[Start of Attachment]

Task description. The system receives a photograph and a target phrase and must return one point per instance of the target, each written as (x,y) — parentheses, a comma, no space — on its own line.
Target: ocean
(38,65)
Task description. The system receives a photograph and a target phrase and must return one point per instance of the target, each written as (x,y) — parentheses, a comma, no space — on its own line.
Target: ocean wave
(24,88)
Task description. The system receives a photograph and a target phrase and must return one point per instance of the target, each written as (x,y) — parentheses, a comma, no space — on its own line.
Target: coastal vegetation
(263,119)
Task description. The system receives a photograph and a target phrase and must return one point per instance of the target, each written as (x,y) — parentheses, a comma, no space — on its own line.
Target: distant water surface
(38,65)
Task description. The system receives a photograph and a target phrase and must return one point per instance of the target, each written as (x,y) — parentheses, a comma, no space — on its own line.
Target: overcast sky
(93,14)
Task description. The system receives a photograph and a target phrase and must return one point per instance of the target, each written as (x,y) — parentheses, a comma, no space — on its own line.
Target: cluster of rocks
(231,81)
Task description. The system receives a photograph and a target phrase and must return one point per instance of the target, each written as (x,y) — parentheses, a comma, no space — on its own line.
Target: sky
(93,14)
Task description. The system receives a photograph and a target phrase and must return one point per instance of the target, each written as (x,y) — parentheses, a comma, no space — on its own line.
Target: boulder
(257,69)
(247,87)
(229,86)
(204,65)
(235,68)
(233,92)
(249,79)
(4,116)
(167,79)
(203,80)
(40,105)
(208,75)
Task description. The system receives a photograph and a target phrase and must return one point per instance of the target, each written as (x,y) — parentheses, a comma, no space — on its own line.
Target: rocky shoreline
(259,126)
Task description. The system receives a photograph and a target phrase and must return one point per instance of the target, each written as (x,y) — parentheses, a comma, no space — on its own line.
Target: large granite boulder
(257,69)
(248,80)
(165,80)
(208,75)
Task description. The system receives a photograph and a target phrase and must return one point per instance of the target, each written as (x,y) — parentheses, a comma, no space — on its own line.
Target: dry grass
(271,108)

[End of Attachment]

- [What needs to be done]: Restate the listing in full, preserving every word.

- [Answer section]:
Task description. The system receives a photograph and a target phrase and must return one point per instance of the target, each written as (x,y) — parentheses, a comma, no space — on its own line.
Target: ocean
(38,65)
Task description. The system receives a photograph and a target phrase and must return one point per instance of the target, each written as (x,y) — parentheses, a comma, no space — on its own line.
Target: ocean wave
(24,88)
Task description. The system receives a photograph and a target phrase and must return one point per instance of the target, each written as (x,y) — parentheses, a comma, no space — on its own line.
Target: coastal vegetation
(263,119)
Task description. The system receives a photograph and a target phrase and must return one point per instance of the target, each written as (x,y) — parentheses, a comma, no space — on its own line.
Target: distant water surface
(38,65)
Task description. The system receives a photograph and a target phrase and must return one point per instance of the target, each written as (x,y) — parentheses, a comma, no space — on its own line.
Target: overcast sky
(93,14)
Task description. The system receives a photograph and a target phrase and must return one point per instance of the target, each written as (x,y) — parentheses, a comma, no space — on its own line.
Target: cluster of rocks
(231,81)
Task description. The system receives a photograph and a target phrase and must return one point per instance of the target, each written as (x,y) — parentheses, a comma, no space — on its own line.
Target: sky
(93,14)
Task description. The system receives a photograph and a target phrase and must return one point per instance of the target, each written as (x,y) — parentheses, a comma, no space — on its own line.
Target: boulder
(257,69)
(247,87)
(229,86)
(204,65)
(235,68)
(233,92)
(249,79)
(4,116)
(167,79)
(203,80)
(40,105)
(208,75)
Task description. The system receives a photograph and a target phrase and must return one point per instance of the target, each written as (x,y) — parentheses, a comma, no space — on its own line.
Target: rocky shoreline
(259,126)
Task description. The system receives a photograph and a target phrase and must return one point per instance of the target, each written as (x,y) — parentheses, a comma, no space — on its own line.
Target: large granite boulder
(257,69)
(248,80)
(165,80)
(208,75)
Task description. The system receives a photograph and a target phrase and must return one point per instance of the target, each written as (x,y) — parentheses, a comma, no space — on its own line.
Target: dry grass
(271,108)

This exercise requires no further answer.